:: GOAL ::
Rewrite the lines below as a numbered list, skipping any blank lines. Leave the pictures out of your answer.

═════ DATASET CONTENT

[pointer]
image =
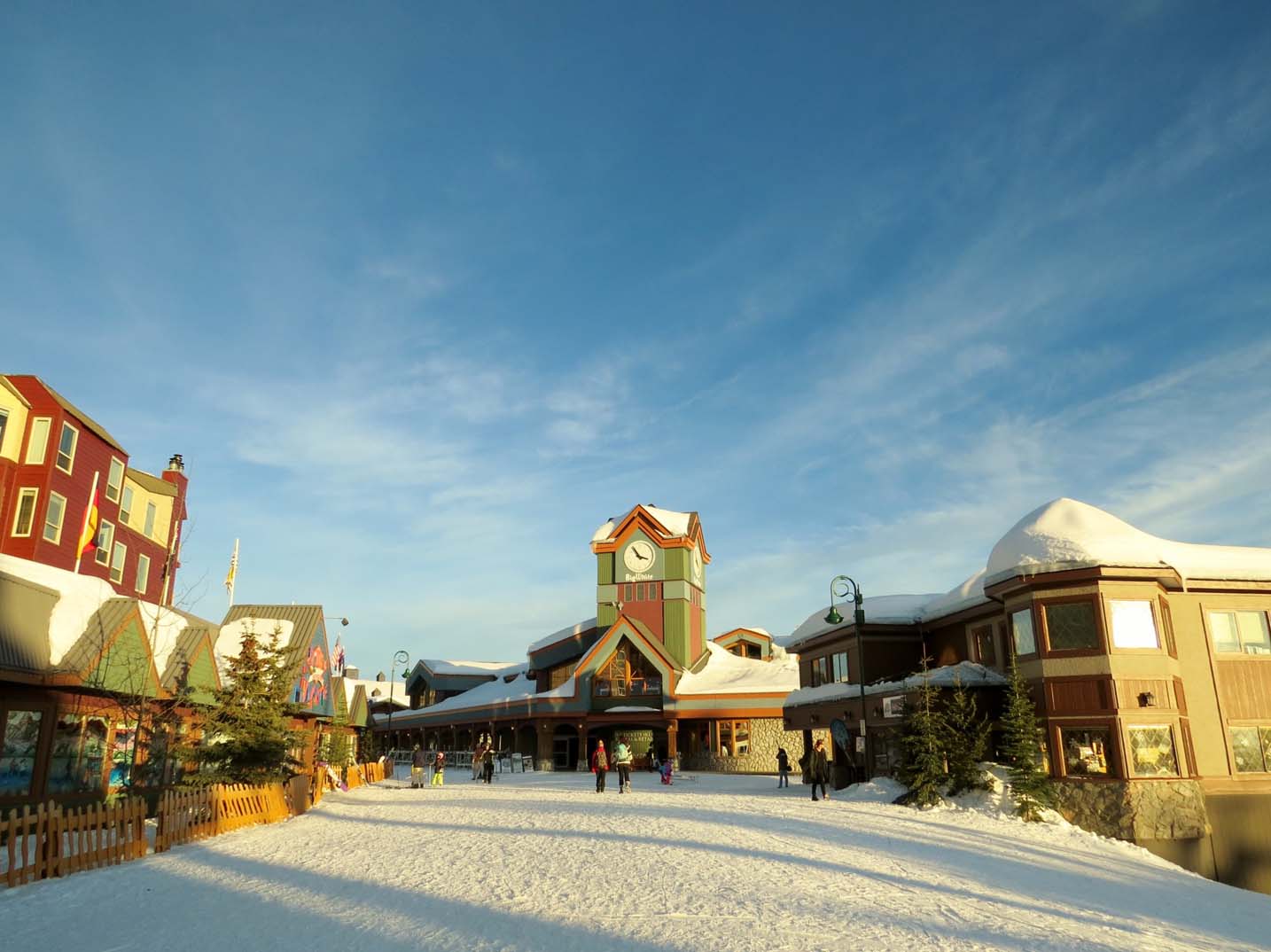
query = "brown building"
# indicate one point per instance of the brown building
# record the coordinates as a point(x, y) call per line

══════════

:: RESPONSE ::
1. [pointer]
2. image =
3. query = "brown building"
4. # indicate one point per instance of the brown building
5. # record the coordinates as a point(x, y) call per line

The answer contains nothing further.